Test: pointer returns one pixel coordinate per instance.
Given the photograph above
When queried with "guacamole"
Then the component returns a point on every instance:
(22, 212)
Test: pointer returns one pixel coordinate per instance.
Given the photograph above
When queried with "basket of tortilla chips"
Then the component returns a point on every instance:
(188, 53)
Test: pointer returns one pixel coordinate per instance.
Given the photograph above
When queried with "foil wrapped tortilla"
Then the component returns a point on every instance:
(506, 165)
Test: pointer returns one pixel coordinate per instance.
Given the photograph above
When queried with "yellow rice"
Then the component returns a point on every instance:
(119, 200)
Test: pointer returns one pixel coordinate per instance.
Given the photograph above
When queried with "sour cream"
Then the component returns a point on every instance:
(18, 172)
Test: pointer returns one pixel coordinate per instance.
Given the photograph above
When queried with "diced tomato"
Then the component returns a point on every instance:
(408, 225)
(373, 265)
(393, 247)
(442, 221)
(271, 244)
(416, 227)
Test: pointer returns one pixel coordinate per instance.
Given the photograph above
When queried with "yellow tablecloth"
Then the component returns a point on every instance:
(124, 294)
*****
| Written problem |
Copy out every line of the data above in full, and shift each pixel coordinate by adding 16 to both of its numbers. Leave all other text unchanged.

| Answer to the task |
Test: pointer returns one pixel coordinate per instance.
Given the photograph above
When queried with "guacamole"
Then the component returns a point on every instance:
(38, 228)
Test: pointer returns one pixel coordinate per instance.
Given the photograph above
When queried with "basket of tortilla chips"
Then the component returns a point on every instance:
(204, 69)
Test: pointer returns one pixel coordinate per instance.
Given the photograph above
When queried with "foil wrapped tortilla"
Then the component returns a point on every instance:
(522, 181)
Test: pointer returns one pixel coordinate per instance.
Given the photograph above
When queried with "yellow rice"
Then the component returns a point on every instance:
(135, 216)
Test: pointer returns one pixel coordinate per instance.
Given the photograph above
When queried with "sour cream"
Then the component returns a point on every instance:
(34, 188)
Test: pointer returns one pixel coordinate per instance.
Given the photograph above
When queried with "diced tomato"
Then the component returns a point on every instance:
(424, 241)
(389, 281)
(409, 263)
(458, 237)
(287, 260)
(432, 243)
Test: pointer returns one pixel coordinate per instance.
Given the photograph above
When queried with "yellow tablecloth"
Then the component returns a point on every instance:
(140, 310)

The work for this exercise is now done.